• [Extract provided]:
There was already a hospital for lepers in Jerusalem. Like most such hospitals, it was dedicated to Saint Lazarus. There were two men by that name in the Gospels. The first was a beggar, covered with sores, who lay, ignored, at the gate of a rich man until he died. He was then taken to heaven while the rich man was sent to hell.28 This Lazarus might well have been considered a leper and the parable illustrates the punishment for not sharing what one has with those less fortunate. The other, better known, Lazarus was Lazarus of Bethany, brother of Mary and Martha, whom Jesus raised from the dead. To many people lepers were the living dead. So which one was it? The answer is probably both. Like Mary Magdalene, the saint venerated in the Middle Ages as Lazarus was likely a blending of two men with the same name.29
The hospital was in existence at the time that Wido made his vow to join the Templars. It wasn’t exactly in Jerusalem, more up against an outer wall. While people did not yet believe that leprosy was a punishment for one’s sins, they didn’t know how one got it and so most houses for lepers were not in densely populated parts of the city.
The royal family of Jerusalem, starting with Fulk and Melisande, gave generously to the “church and convent of the infirm” of St. Lazarus. 30Most of the other nobility of the Latin kingdoms did as well. Often there are Templars who witness these charters. Some of them are even contracted at the Temple of Solomon.31 That might appear as if the Templars and the lepers had an early arrangement for the care of leprous knights—that is, until we remember that the Temple had become a general meeting place for people in Jerusalem to transact business. 32 After all, people might want to give to the poor lepers but not have to actually visit them. So we can’t be certain that the Templars were connected to the Hospital of St. Lazarus yet.

• [Data section]:
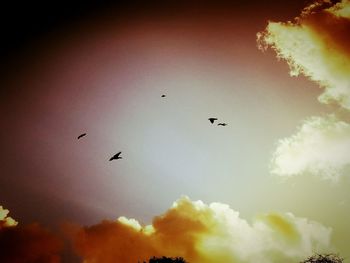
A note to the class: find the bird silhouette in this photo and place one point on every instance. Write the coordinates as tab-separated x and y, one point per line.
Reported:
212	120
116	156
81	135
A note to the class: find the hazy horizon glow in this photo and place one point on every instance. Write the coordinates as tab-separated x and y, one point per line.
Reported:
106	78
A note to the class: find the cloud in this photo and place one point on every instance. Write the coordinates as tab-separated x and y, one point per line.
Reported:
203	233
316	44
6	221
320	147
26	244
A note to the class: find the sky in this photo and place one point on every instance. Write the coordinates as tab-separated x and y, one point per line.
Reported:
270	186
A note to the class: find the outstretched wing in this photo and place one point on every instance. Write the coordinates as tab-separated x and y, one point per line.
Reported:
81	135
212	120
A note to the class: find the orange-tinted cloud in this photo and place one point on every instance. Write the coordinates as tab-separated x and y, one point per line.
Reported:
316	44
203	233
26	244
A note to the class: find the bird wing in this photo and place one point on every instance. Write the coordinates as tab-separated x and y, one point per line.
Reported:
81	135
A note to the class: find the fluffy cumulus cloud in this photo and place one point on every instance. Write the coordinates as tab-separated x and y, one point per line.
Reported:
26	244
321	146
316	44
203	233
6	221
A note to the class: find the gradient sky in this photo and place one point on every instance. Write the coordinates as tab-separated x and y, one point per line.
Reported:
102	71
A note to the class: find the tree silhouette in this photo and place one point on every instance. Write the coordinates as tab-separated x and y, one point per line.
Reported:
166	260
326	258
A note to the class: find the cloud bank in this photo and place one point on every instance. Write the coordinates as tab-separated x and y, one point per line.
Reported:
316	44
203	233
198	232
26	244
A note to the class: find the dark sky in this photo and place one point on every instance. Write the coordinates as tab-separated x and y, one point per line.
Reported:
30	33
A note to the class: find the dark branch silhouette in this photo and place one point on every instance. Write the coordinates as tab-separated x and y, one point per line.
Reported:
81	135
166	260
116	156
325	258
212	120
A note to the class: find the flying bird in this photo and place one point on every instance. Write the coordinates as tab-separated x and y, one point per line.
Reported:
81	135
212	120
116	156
* * *
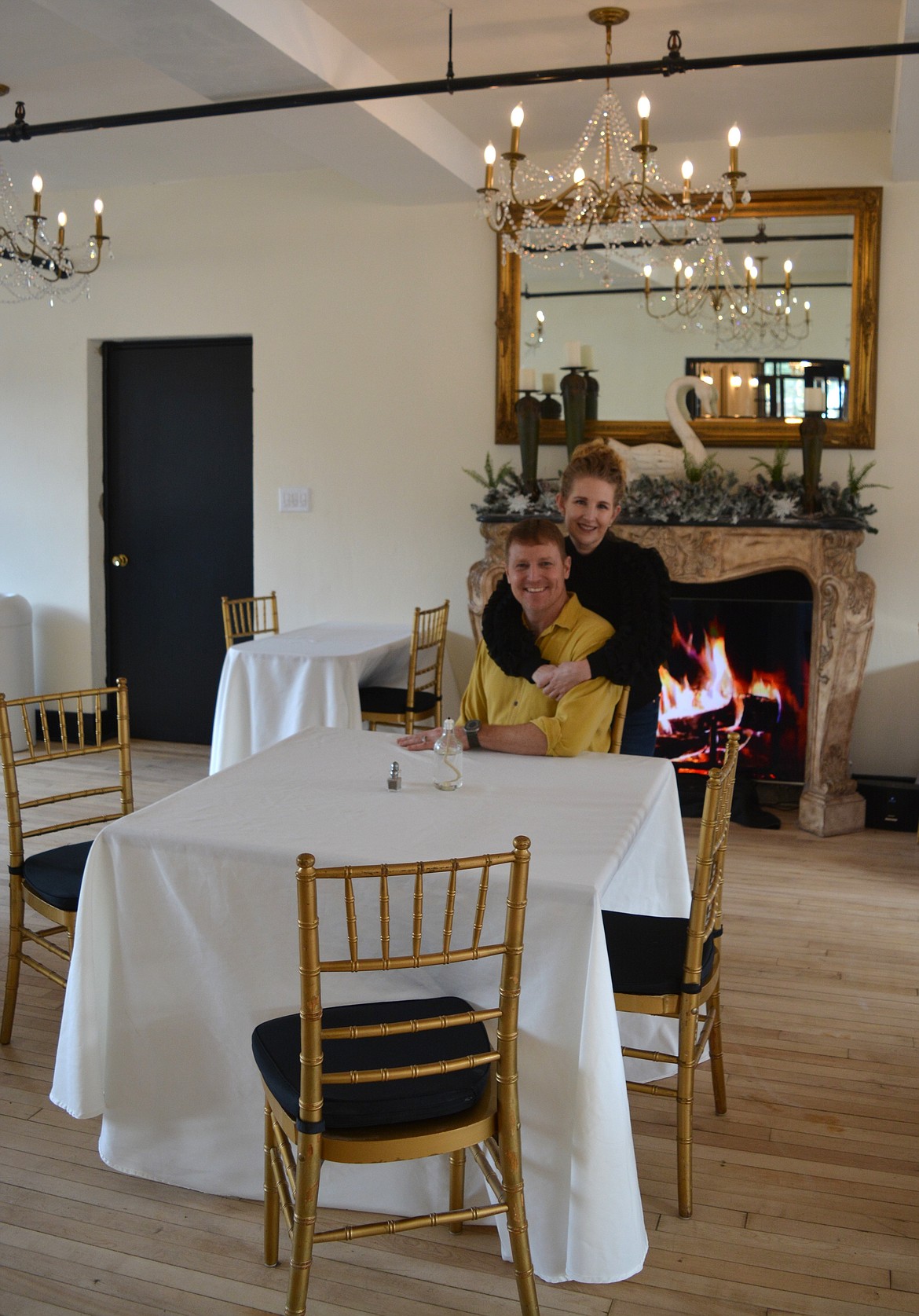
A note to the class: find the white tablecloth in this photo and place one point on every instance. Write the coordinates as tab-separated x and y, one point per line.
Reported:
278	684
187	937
* * *
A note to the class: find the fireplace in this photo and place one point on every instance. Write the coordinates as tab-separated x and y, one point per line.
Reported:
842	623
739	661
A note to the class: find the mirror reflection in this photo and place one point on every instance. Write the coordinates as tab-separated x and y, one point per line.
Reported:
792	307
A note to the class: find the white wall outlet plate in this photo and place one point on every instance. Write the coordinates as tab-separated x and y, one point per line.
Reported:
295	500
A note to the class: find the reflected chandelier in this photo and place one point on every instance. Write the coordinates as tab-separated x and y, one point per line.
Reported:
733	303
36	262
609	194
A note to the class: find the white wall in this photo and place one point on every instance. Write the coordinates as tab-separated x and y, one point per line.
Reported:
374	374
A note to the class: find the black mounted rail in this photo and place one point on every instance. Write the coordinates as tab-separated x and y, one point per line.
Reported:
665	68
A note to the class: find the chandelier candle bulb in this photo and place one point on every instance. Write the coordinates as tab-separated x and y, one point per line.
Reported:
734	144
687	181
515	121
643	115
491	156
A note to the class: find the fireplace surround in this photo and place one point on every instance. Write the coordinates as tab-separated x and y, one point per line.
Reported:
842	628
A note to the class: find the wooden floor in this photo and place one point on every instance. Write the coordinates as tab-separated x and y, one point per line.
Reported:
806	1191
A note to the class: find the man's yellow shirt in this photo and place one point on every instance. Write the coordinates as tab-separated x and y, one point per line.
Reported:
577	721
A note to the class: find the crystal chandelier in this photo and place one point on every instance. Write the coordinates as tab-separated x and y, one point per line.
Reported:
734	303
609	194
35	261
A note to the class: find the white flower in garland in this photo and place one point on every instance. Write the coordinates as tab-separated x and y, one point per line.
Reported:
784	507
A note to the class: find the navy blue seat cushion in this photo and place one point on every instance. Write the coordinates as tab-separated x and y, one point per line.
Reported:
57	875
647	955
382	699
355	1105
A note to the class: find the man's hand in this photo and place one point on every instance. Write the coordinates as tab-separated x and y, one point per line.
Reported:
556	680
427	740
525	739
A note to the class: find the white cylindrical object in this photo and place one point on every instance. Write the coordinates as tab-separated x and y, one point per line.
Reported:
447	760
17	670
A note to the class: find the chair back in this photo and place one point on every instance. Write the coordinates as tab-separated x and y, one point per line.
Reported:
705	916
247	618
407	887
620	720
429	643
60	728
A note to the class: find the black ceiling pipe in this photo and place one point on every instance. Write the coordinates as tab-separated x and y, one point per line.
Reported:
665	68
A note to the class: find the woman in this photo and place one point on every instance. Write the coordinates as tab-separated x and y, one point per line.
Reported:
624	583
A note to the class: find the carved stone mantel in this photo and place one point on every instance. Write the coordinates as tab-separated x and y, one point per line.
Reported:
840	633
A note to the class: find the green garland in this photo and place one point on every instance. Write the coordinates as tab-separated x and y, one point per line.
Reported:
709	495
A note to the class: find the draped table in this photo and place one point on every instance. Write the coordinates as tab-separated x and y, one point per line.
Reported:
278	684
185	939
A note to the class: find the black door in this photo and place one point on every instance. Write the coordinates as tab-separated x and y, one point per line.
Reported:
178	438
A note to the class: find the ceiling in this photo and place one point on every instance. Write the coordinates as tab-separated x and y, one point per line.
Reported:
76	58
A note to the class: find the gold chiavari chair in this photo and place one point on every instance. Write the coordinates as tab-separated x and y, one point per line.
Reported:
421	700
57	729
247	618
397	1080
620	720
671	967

• [Problem to work on]:
Resume the text about the leper hospital of St. Lazarus in Jerusalem, picking up after its final sentence. The data comes from a separate source and has nothing to do with the text.

• [Answer to this exercise]:
Sometime around 1153, the hospital seems to have developed a second function as a home for leperous knights who were still well enough to fight. The first known master of St. Lazarus was a certain Bartholomew. He carried water for the use of the lepers and took care of them.33 In 1155, Almaric, the son of Fulk and Melisande, gave a villa to the “brothers of St. Lazarus of Jerusalem and to Hugh of Saint Paul, who is now master of this place and of all the lepers.”34
It’s not clear when St. Lazarus started sending knights into combat. Some of the charters are to the brothers and others to the lepers. Is it simply a matter of the term the scribe felt like using that day or did it make a difference? My feeling is that the military order evolved slowly as men in the early stages of leprosy came to the hospital but were still able to bear arms. There were never enough fighting men in Jerusalem. Also, several skin conditions were misdiagnosed as leprosy, especially at the beginning. These men would have been well enough to fight for quite a while.
It wasn’t until the fall of Jerusalem in 1187 that the Order of St. Lazarus received papal privileges similar to those of the other orders.35 At this point we can say that it was official. The first time the knights are mentioned as having participated in a battle is that of La Forbie in 1244, where they were all killed.36 That didn’t stop Stephen of Salerno from donating ten sous four years later, on condition that they accept his “most blessed and beloved” son, Astorge, as a brother.37
These men had all seen what kind of death they would face from leprosy. The agony of dying in battle must have seemed pleasant by comparison.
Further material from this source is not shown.